What you should do — Find the line containing "Look at the picture above. You should locate black tire". Retype it and every line after it through the end of the entries, exactly as written, with nothing added.

[Excerpts of labeled region data]
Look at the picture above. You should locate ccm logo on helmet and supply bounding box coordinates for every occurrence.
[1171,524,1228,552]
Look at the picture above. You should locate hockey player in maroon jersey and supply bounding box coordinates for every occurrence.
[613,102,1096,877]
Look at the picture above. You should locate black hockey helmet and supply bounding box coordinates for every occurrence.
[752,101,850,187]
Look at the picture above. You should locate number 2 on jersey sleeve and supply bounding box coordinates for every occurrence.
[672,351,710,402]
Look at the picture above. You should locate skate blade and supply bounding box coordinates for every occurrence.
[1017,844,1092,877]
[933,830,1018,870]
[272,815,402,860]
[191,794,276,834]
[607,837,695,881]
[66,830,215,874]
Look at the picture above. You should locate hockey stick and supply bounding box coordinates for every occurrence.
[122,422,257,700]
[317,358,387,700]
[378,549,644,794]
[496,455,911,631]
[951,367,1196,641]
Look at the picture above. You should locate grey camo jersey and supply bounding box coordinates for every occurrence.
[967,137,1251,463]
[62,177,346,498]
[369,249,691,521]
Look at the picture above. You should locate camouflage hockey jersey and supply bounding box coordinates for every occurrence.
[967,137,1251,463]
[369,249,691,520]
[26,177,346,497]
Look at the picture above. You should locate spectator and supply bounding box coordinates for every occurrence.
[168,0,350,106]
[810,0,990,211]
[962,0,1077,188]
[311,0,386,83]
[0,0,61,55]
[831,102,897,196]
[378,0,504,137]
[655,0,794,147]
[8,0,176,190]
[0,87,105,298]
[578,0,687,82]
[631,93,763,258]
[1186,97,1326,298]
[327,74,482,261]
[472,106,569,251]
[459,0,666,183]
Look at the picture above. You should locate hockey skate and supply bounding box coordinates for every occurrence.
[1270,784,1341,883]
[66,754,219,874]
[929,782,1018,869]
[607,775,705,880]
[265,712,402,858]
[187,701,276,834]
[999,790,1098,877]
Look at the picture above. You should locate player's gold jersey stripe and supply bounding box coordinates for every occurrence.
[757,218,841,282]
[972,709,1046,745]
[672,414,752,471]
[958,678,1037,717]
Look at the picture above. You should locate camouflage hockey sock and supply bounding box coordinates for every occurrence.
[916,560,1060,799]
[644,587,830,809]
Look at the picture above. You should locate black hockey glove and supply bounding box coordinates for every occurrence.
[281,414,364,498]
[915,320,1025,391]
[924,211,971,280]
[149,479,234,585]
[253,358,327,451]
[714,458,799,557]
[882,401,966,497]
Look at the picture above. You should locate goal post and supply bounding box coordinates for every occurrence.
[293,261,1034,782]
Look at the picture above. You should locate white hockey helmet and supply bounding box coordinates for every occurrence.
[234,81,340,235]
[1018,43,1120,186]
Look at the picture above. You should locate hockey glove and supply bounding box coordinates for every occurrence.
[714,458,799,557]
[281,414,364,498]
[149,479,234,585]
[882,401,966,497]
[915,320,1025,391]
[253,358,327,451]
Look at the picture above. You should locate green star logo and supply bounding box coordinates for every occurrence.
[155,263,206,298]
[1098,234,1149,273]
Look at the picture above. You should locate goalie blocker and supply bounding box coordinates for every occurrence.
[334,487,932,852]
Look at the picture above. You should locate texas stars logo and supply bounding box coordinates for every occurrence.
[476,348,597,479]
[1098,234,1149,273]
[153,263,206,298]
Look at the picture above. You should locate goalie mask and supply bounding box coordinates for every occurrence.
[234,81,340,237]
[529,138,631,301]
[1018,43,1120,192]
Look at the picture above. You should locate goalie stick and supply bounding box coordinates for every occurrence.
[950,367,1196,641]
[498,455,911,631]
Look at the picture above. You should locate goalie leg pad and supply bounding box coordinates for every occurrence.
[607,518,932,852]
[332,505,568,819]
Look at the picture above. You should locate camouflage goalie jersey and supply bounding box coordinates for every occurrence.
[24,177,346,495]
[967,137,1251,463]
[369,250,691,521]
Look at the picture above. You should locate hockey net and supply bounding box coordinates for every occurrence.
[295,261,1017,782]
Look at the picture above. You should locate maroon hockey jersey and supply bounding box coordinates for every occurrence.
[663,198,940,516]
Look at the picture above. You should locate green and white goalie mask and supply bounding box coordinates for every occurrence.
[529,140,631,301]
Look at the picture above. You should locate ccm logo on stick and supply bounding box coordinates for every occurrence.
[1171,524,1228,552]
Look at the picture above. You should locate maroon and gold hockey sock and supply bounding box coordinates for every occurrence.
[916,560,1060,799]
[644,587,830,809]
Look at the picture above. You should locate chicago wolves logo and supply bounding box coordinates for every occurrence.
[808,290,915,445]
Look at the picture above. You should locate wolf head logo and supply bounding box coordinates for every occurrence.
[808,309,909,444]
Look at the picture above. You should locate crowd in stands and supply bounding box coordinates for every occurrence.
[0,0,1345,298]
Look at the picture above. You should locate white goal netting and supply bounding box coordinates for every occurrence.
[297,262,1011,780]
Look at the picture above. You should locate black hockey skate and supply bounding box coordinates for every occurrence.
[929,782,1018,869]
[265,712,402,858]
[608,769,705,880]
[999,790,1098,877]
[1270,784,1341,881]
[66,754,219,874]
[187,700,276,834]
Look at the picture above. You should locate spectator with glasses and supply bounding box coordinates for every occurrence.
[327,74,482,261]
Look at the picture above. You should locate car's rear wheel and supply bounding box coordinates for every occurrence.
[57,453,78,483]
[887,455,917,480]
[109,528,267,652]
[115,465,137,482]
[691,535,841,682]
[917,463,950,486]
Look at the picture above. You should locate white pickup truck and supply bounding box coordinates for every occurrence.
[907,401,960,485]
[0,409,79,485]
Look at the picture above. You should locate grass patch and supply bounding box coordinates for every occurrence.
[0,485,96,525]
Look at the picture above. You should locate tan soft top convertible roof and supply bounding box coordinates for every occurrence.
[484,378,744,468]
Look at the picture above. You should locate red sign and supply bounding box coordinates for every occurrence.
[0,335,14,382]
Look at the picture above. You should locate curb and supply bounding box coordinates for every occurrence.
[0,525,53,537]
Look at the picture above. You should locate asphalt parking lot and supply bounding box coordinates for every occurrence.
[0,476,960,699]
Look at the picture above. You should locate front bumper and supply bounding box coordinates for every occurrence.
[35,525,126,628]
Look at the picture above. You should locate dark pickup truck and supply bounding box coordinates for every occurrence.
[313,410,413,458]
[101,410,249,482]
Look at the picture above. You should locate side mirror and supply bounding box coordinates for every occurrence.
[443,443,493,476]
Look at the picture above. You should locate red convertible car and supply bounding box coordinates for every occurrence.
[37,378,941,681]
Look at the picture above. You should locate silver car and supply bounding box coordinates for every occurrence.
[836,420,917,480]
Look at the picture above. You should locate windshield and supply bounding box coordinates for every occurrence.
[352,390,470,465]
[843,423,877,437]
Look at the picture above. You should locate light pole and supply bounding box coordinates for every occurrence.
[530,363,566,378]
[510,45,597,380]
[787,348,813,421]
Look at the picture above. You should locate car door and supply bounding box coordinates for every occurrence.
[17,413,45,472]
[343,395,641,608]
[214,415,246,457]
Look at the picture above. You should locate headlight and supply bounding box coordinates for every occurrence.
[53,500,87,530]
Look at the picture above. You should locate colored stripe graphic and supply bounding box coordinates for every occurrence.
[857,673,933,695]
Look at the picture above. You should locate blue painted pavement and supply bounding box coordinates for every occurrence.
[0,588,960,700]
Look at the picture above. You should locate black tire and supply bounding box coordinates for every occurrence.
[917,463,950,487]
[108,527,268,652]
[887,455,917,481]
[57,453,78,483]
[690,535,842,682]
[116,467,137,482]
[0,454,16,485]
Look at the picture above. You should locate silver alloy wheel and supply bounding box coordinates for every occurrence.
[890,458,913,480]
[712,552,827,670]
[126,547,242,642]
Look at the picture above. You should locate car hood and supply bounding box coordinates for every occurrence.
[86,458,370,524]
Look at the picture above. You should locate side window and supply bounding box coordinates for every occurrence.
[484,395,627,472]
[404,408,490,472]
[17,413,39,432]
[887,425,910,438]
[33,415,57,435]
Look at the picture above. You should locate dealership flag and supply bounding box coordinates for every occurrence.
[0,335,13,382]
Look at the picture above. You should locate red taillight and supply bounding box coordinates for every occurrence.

Written answer —
Look at the picture above. You should locate black tire and supply bounding box coordinates for every occurrence.
[917,463,950,487]
[108,527,268,652]
[887,455,917,481]
[57,453,78,483]
[690,535,842,682]
[116,467,137,482]
[0,454,16,485]
Look at the picture above. You should locate silver alloy wheel and supply bounding box coordinates for every occurrence.
[890,458,913,480]
[712,552,827,670]
[126,547,242,642]
Look at the picture above. You should locate car hood and supply bounding box coordinates for every occurrence.
[86,458,370,524]
Look at the picture above. You should locate side window and supply bounding box coordinates for every occurrence.
[484,395,627,472]
[404,408,490,472]
[17,413,39,432]
[887,425,910,438]
[33,415,57,435]
Look at the picture above. You should locate dealership flag and supply bounding box coordinates for every occurrence.
[0,335,13,382]
Look at the picture above. You should locate red taillight and supply bounding box coordinates for every occurrence.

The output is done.